▶ _EXERCISES_
1. In the discussion about vaccinating schoolgirls against cervical cancer, list every name by which a participant is identified, whether signing a comment or being addressed in one.
2. Write a continuation of the discussion about vaccinating schoolgirls against cervical cancer, starting right after its final sentence.

▶ _PASSAGE SHOWN_
------

No need to worry about getting sexually-transmitted cervical cancer after your jab.
Keep right on f*cking.

Is this the sort of message we want to give to the mothers of the next generation of British criminals?

Stephanie said...

Anon, you seem to have missed one vital biology lesson: unprotected sex leads to pregnancy, not a vaccination for cervical cancer.

And just out interest what is your message to teenage boys since clearly these girls aren't knocking themselves up.

Claire Khaw said...

I am quite aware that unprotected sex leads to pregnancy.

Vaccinating schoolgirls would give them the message that, if they were on the pill and having unprotected sex, they would be proteced from the cervical cancer virus.

This would be a disinhibiting factor, and there is already quite enough teenage pregnancy around, as you are probably aware.

Control female promiscuity and you will control male promiscuity.

The financial penalties of having their earnings garnished until their unwanted child is adult could be pointed out to boys, if they inadvertently fathered a child, when all they wanted was sex.

------

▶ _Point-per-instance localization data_
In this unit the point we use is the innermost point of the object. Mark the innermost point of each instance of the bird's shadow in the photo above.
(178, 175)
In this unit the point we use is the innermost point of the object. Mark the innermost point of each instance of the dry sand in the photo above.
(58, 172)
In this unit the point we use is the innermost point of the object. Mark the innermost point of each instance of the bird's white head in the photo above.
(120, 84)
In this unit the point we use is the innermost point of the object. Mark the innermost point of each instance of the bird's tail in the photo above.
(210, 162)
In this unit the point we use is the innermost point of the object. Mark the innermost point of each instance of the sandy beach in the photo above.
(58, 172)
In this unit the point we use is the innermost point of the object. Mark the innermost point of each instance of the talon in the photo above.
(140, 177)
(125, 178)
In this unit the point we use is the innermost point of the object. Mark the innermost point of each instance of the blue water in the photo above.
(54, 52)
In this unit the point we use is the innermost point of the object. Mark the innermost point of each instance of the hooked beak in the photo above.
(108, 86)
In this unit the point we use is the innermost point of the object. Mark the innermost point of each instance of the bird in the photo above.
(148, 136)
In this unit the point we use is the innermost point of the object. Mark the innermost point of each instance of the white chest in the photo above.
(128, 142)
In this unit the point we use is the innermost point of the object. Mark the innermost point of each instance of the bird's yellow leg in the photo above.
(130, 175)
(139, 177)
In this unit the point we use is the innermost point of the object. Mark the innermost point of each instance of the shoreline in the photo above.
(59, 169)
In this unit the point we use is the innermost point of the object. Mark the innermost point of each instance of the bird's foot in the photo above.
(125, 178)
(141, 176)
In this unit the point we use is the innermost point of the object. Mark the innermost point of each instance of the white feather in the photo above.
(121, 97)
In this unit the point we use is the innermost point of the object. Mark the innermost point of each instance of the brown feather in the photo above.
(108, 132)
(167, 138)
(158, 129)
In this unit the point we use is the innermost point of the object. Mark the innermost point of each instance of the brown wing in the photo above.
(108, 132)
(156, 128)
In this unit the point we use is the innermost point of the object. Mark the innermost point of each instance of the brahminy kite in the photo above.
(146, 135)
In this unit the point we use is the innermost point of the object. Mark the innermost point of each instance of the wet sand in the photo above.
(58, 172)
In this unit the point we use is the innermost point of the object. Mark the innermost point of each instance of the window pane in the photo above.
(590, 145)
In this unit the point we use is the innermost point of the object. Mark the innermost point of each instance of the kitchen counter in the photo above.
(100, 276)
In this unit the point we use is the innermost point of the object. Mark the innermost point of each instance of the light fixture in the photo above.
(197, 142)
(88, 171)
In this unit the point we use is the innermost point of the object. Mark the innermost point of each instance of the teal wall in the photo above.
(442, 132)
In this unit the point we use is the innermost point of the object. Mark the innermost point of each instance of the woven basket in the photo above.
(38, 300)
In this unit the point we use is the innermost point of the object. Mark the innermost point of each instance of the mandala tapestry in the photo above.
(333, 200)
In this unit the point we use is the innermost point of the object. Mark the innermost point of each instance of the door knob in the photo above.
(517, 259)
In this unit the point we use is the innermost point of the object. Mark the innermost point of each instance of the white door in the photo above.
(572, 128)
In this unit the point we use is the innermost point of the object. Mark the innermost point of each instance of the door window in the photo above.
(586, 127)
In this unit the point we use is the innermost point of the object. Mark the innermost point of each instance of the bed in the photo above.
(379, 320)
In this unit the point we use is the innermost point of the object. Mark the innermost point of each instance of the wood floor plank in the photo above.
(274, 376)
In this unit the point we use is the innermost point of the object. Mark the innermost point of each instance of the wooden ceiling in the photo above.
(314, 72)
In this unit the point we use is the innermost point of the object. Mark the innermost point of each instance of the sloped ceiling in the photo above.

------

▶ _TASK RESPONSES_
1. Anon, Stephanie, Claire Khaw

2.
The father in the UK cannot insist that the mother have an abortion.

He has to pay for the child without necessarily being allowed to see it.

Could this be discouragement enough? Is it even pointed out in sex education classes? Probably not!

ZenTiger said...

Liberty, this is the action of one school, or more accurately the governors of one school, who outlined a series of reasons for keeping the vaccination off school grounds:

It does not mention any moral objections, but speaking about the pilot scheme last year, school governor Monsignor John Allen said pupils were being used as `guinea pigs'...

The school's stance comes despite support for the injections from the Salford Diocese and the Church nationally.


You may wish to whip yourself into a frenzy over the Vatican, but this isn't the story to do it.

ZenTiger said...

Furthermore, here is some more accurate background on the 70% figure:

A routine immunisation programme for human papillomavirus (HPV) started across the UK on 1 September 2008 for 12–13-year-old girls (school year 8).

The vaccine given is called Cervarix, which protects against infection with HPV types 16 and 18.

Infection with HPV is one of the most common sexually transmitted diseases. Genital infection with a high-risk (or ‘oncogenic’—potentially cancer-causing) HPV virus is the main cause of cervical cancer and is responsible for nearly 3000 cases of cervical cancer every year in the UK: HPV types 16 and 18 cause around 70% of cases.


Please note that this particular vaccine targets the strains of HPV typically gained through sexual promiscuity, genital contact etc.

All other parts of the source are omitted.